= Article =
━━━

Aujourd’hui, le narrateur adulte peine à retrouver l’occasion bénie de « disparaît[re] dans / l’hiccéité4», la « vie simple « et l’innocence de ses premières années. Il jalouse « le colibri [qui] s’en sacre / de l’opinion générale [et qui] n’est pas / là pour la posture il est / là », tout simplement. Malgré le privilège de son existence humaine parmi les oiseaux et autres bêtes, lui-même n’arrive pas à cet état de grâce animal. Il ressent pleinement son décalage devant les attitudes et les mouvements ambiants qui ne le concernent pas.

tu flânes
translucide, préhistorique
parmi les kids en skate
qui distribuent des tracts
pour un rave sans vous

Les tableaux de cette poésie du quotidien s’enchaînent à la manière d’un roman. Bien qu’écrit uniquement en vers (dans une langue cinématographique et un style compact punché), le livre célèbre la mixité des genres pour retenir le meilleur du narratif et du poétique.

Tu sortais de ton trou
pour quelque rendez-vous
morose et éphémère
mes aloès, si je les arrose
je les noie, disait ta coiffeuse
qui fêtait Noël seule
fini la dinde aux atocas
pis les cadeaux cucul
toi, t’as de quoi de prévu
vas-tu dans ta famille
trois, quatre jours, oui
veux-tu du gel ? envoye donc
puis chacun repartait
dans la lune, sa plus
ou moins bonne
fortune.

━━━

= Extrait d'un fichier de données =
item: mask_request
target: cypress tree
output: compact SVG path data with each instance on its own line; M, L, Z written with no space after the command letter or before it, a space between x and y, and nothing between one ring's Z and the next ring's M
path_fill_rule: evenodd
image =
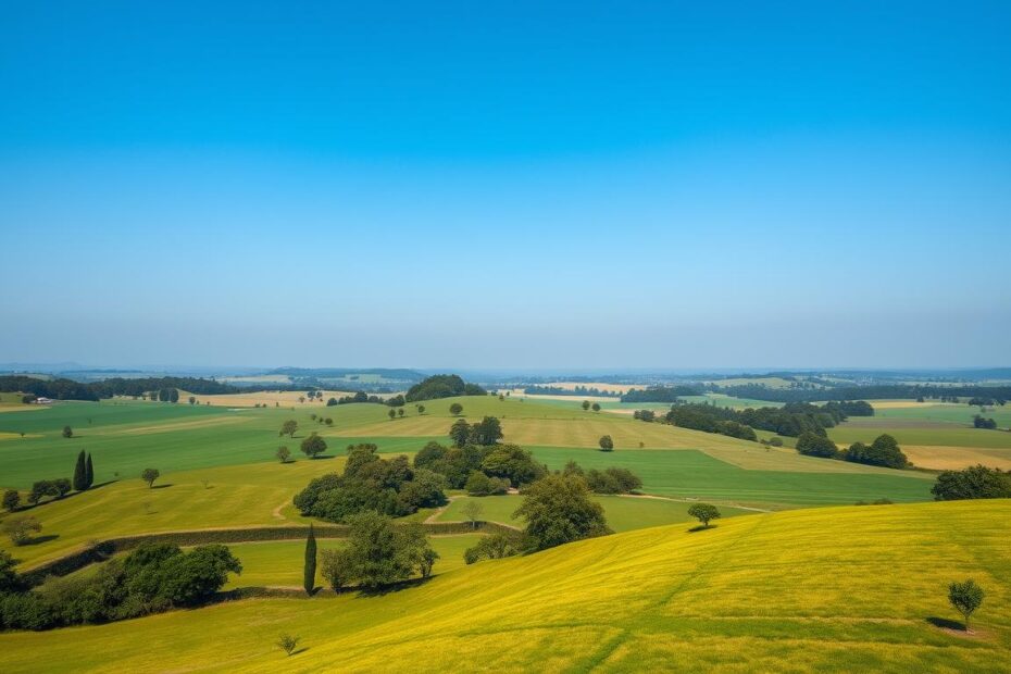
M312 522L309 523L309 537L305 538L305 567L302 585L307 595L312 595L312 590L316 587L316 534L312 528Z
M84 491L88 488L87 467L85 466L84 450L77 454L77 465L74 466L74 489Z
M88 452L88 461L85 463L85 477L88 480L88 489L95 484L95 466L91 465L91 452Z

━━━

= Consigne =
Répondez brièvement aux questions suivantes à partir de l'article.
(a) Quel oiseau le narrateur adulte jalouse-t-il ?
(b) Sous quelle forme le livre est-il entièrement écrit ?
(c) Selon la coiffeuse, qu'arrive-t-il à ses aloès si elle les arrose ?
Ces enregistrements n'ont aucun lien avec l'article.

= Corrigé =
(a) Il jalouse le colibri.
(b) Il est écrit uniquement en vers.
(c) Elle les noie.